Выбранный отрывок -
****
Брюсов
Шрифт:
Брюсов как поэт вырос не в борьбе с буржуазией и ее эстетическими традициями, а как их канонизатор. Школа, к которой он принадлежал, школа так называемых символистов, в свое время сыграла исторически прогрессивную роль тем сдвигом, который она произвела в системе русского стиха (верлибр, ассонанс, диссонанс и т. д.); но Брюсов занимал тут лишь посредствующее место, — он перебросил с Запада в Россию эстетические лозунги тамошнего поэтического движения и в этом смысле был тогда, несомненно, передовой фигурой в русской поэзии (90-е, 900-е годы); в остальном он является типичным декадентом-архаистом, поэтом упадочной буржуазии. Таким он остается и сейчас, но уже лишенный той положительной функции, которая была им выполнена когда-то и которая давно отменена новейшими достижениями русской революционной поэзии. Для нашего времени брюсовское творчество —
Брюсов всеми силами тащит сознание назад, в прошлое; он переделывает революцию на манер греческих и других стилей, — приспособляет ее к вкусам наиболее консервативных социальных слоев современности (Арватов Б. И. Контрреволюция формы // Леф. 1923. № 1. С. 215-230).
****
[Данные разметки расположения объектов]
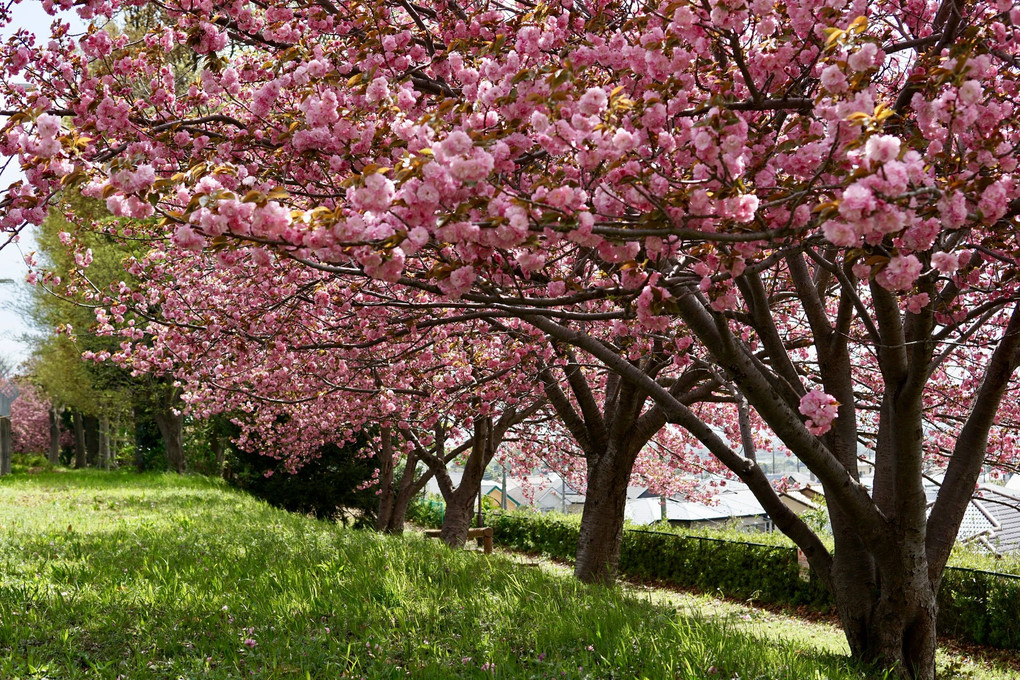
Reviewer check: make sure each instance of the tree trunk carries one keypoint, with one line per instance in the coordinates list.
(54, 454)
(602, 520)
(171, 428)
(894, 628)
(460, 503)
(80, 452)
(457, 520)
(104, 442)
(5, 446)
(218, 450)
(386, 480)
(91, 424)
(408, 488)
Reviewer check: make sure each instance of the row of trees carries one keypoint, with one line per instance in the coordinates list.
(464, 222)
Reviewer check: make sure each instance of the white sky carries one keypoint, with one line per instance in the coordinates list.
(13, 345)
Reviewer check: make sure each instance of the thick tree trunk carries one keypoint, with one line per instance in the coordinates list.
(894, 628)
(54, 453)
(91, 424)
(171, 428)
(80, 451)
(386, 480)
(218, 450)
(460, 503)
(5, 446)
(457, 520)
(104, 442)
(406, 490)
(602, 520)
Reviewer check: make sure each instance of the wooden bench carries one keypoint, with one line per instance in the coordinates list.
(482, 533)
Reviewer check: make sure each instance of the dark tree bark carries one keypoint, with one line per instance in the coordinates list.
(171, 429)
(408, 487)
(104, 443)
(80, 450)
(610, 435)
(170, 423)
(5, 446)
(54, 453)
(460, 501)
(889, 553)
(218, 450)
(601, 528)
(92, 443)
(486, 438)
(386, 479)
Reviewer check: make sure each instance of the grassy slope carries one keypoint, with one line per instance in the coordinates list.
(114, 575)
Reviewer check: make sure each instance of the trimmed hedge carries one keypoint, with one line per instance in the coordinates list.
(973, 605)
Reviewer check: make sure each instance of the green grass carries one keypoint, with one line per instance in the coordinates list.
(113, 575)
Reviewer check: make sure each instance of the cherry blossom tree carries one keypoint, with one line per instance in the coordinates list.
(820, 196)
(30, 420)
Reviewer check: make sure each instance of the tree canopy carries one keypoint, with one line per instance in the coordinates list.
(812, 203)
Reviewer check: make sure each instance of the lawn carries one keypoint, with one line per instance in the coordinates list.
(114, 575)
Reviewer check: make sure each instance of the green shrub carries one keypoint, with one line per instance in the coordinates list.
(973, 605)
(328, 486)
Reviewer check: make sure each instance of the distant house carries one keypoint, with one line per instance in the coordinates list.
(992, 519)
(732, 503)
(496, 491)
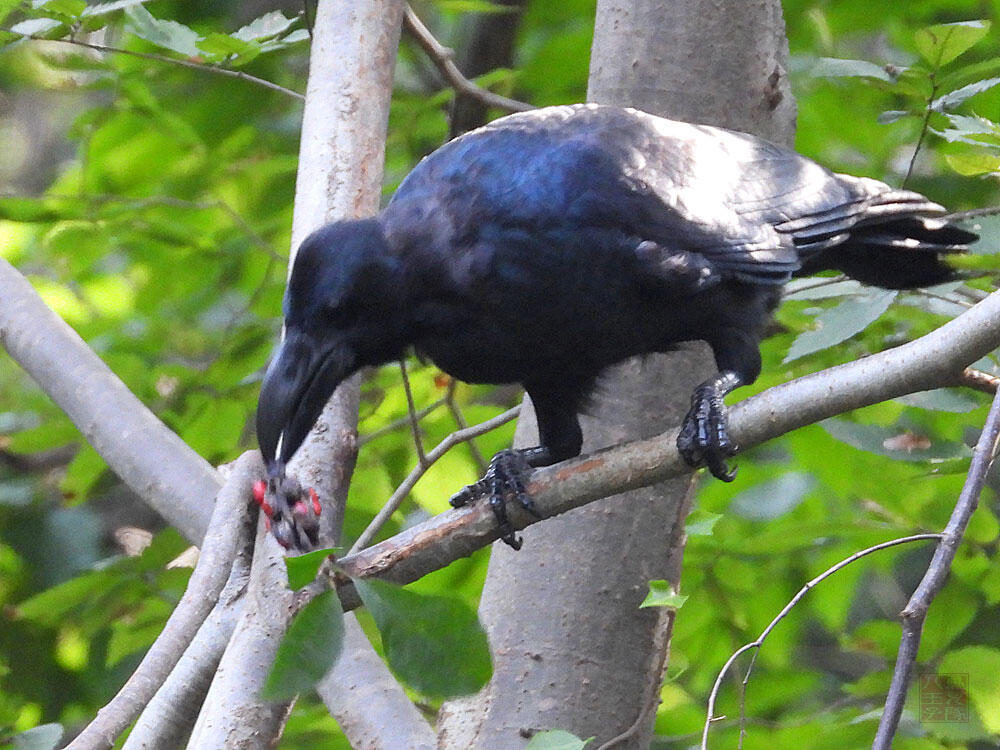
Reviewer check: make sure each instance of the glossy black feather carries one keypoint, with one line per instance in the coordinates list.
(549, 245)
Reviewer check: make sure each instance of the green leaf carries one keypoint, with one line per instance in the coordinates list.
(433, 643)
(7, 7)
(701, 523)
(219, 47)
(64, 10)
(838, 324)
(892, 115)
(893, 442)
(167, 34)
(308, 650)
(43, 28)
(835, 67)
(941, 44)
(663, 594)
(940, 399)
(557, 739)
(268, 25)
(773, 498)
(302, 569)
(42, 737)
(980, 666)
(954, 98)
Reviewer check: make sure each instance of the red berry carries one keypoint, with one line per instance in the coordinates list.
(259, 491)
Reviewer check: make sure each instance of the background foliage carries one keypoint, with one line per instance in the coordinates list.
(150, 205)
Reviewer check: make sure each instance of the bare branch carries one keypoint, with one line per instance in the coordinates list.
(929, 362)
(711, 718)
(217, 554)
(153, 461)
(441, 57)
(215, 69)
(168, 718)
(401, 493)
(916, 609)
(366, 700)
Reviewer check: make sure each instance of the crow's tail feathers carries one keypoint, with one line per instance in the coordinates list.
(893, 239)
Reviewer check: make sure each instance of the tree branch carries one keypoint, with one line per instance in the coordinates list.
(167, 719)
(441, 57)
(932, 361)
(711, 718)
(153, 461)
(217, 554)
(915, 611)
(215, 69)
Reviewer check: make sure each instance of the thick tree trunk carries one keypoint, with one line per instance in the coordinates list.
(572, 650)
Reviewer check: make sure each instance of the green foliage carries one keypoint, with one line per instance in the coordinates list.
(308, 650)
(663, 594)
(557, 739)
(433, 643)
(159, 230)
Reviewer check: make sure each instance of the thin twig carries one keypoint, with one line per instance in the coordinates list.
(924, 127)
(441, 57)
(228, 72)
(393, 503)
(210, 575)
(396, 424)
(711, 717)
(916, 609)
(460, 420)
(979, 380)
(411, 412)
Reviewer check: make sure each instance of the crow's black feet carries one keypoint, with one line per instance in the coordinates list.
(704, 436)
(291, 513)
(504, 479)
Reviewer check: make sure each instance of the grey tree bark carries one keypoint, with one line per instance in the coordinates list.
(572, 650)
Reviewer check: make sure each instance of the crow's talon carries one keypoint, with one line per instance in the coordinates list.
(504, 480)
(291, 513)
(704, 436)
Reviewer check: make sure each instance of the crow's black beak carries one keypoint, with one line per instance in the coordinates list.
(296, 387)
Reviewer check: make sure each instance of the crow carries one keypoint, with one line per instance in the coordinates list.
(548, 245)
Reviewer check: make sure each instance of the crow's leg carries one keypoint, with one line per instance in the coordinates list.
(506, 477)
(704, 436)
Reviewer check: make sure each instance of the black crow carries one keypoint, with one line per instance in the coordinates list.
****
Задание к упражнению - Перепишите фрагмент о Брюсове целиком, слово в слово. Опирайтесь только на фрагмент о Брюсове.

Ответ к упражнению -
Брюсов
Шрифт:
Брюсов как поэт вырос не в борьбе с буржуазией и ее эстетическими традициями, а как их канонизатор. Школа, к которой он принадлежал, школа так называемых символистов, в свое время сыграла исторически прогрессивную роль тем сдвигом, который она произвела в системе русского стиха (верлибр, ассонанс, диссонанс и т. д.); но Брюсов занимал тут лишь посредствующее место, — он перебросил с Запада в Россию эстетические лозунги тамошнего поэтического движения и в этом смысле был тогда, несомненно, передовой фигурой в русской поэзии (90-е, 900-е годы); в остальном он является типичным декадентом-архаистом, поэтом упадочной буржуазии. Таким он остается и сейчас, но уже лишенный той положительной функции, которая была им выполнена когда-то и которая давно отменена новейшими достижениями русской революционной поэзии. Для нашего времени брюсовское творчество —
Брюсов всеми силами тащит сознание назад, в прошлое; он переделывает революцию на манер греческих и других стилей, — приспособляет ее к вкусам наиболее консервативных социальных слоев современности (Арватов Б. И. Контрреволюция формы // Леф. 1923. № 1. С. 215-230).